#### [REQUIRED WORK]
Rewrite all of the entries below with every occurrence of "marker" changed to "point" and nothing else altered.

(Dataset entries on object locations)
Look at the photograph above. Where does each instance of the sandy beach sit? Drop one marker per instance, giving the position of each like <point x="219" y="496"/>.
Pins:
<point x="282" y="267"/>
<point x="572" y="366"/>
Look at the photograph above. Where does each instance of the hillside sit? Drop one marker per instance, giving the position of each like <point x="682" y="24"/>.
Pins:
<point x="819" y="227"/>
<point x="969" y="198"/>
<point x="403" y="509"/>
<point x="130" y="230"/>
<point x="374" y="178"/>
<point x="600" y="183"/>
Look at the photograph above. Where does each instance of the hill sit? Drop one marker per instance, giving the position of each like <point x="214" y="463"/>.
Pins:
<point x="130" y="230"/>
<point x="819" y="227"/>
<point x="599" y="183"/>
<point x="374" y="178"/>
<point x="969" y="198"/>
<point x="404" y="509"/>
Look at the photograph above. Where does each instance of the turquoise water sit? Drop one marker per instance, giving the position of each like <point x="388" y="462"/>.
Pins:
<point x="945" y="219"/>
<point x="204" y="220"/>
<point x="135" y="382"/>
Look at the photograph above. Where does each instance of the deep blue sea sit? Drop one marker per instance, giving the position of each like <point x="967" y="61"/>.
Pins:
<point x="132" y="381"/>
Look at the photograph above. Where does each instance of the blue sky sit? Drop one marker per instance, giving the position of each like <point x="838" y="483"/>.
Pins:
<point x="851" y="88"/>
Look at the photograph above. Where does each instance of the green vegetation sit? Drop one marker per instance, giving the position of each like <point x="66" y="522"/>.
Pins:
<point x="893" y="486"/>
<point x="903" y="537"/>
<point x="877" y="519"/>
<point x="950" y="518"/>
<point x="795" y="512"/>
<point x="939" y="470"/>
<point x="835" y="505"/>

#### [SOLUTION]
Look at the photograph above. Where does each instance of the sandy beach sit? Drop one point per instance, giving the position of each like <point x="219" y="496"/>.
Pins:
<point x="282" y="267"/>
<point x="572" y="366"/>
Look at the photograph above. Where does each instance of the hillside sit? Drop one point per instance, giving the position of each like <point x="682" y="24"/>.
Pins:
<point x="819" y="227"/>
<point x="969" y="198"/>
<point x="403" y="509"/>
<point x="130" y="230"/>
<point x="374" y="178"/>
<point x="600" y="183"/>
Look at the photograph above. Where does each instance of the hill sit? Drop one point per instance, giving the position of each like <point x="214" y="463"/>.
Pins:
<point x="130" y="230"/>
<point x="819" y="227"/>
<point x="599" y="183"/>
<point x="374" y="178"/>
<point x="969" y="198"/>
<point x="404" y="509"/>
Look at the photograph above. Where does each instance of the turquoise water sit? Drop one point per instance, giving the position of each like <point x="388" y="462"/>.
Pins:
<point x="945" y="219"/>
<point x="204" y="220"/>
<point x="135" y="382"/>
Look at the photograph above. Where does each instance of the deep blue sea sit? Drop one point per instance, giving the position of each like <point x="967" y="61"/>.
Pins:
<point x="132" y="381"/>
Look at the photograph above. Where does each instance of the blue sky sit? Drop one point per instance, giving the position of each like <point x="838" y="483"/>.
Pins:
<point x="851" y="88"/>
Look at the photograph above. Where does each instance of the green vegetation sit? Drop one point per instance, giving the position of each like <point x="66" y="522"/>.
Pins:
<point x="893" y="486"/>
<point x="903" y="537"/>
<point x="877" y="519"/>
<point x="950" y="518"/>
<point x="795" y="512"/>
<point x="939" y="470"/>
<point x="835" y="505"/>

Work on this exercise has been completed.